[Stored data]
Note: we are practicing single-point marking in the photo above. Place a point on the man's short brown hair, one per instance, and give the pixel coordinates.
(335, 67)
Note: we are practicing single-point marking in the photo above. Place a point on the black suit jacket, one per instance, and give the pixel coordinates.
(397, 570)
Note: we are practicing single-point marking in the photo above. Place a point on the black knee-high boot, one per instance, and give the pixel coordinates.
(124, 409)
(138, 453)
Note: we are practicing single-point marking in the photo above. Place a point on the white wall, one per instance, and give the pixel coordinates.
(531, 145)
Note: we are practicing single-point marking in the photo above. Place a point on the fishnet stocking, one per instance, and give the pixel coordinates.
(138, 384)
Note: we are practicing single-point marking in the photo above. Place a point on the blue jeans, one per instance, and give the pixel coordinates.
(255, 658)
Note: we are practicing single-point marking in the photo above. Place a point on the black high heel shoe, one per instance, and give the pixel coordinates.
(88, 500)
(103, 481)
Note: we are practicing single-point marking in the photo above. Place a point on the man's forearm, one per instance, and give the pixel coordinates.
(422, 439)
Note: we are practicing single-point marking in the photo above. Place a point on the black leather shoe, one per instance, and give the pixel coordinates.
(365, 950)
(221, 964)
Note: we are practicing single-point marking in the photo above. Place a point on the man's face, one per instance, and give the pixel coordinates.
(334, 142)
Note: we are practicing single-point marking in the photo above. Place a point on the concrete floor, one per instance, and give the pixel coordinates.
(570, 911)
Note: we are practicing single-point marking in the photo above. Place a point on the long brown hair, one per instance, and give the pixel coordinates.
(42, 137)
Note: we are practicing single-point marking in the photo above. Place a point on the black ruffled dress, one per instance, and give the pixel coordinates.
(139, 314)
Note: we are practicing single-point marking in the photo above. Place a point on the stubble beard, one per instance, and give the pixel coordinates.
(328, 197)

_Aim of the exercise_
Turn the entries above into a JSON list of strings, one string per line, leaving out any blank lines.

_Full response_
[
  "Note: we are practicing single-point marking in the photo above. Place a point on the man's short brown hair, one per instance, and give the pixel coordinates.",
  "(335, 67)",
  "Note: we are practicing single-point marking in the photo above. Place a point on the black suit jacket, one per instance, and give the pixel coordinates.",
  "(397, 570)",
  "Note: we are practicing single-point marking in the photo above. Place a point on the black knee-high boot, one per instance, and give the pixel coordinates.",
  "(124, 409)",
  "(138, 453)",
  "Note: we are practicing single-point marking in the photo above. Place a point on the white wall, one per instance, and give the pixel coordinates.",
  "(531, 145)",
  "Note: we are practicing single-point marking in the photo above. Place a point on the fishnet stocking, one per instance, and give the pixel coordinates.",
  "(138, 384)",
  "Note: we are practicing single-point marking in the photo above. Place a point on the blue jeans, one per instance, and give the pixel coordinates.",
  "(255, 658)",
  "Note: we are practicing single-point marking in the photo above. Place a point on the black high heel shoe, one per instance, and give the pixel coordinates.",
  "(88, 500)",
  "(103, 481)",
  "Note: we are practicing single-point marking in the photo above. Place a point on the man's forearm, one per instance, and give the pixel coordinates.",
  "(422, 439)",
  "Note: we are practicing single-point marking in the photo above. Place a point on the black leather shoe, one per instance, and give the pixel coordinates.",
  "(365, 950)",
  "(221, 964)",
  "Note: we are practicing single-point marking in the photo above. Place a point on the man's face, one per instance, and give the pixel coordinates.",
  "(334, 142)",
  "Note: we are practicing single-point marking in the photo above. Place a point on the concrete floor, one per instance, and give the pixel coordinates.",
  "(570, 911)",
  "Note: we are practicing single-point marking in the photo above. Place a point on the long brown hair, one per instance, and give the pixel coordinates.",
  "(42, 137)",
  "Note: we are practicing single-point marking in the photo above. Place a point on the black ruffled dress, one per instance, and give the pixel coordinates.",
  "(139, 314)",
  "Note: we are practicing single-point marking in the photo above. Place a point on the stubble beard, one per instance, and give the pixel coordinates.",
  "(328, 197)"
]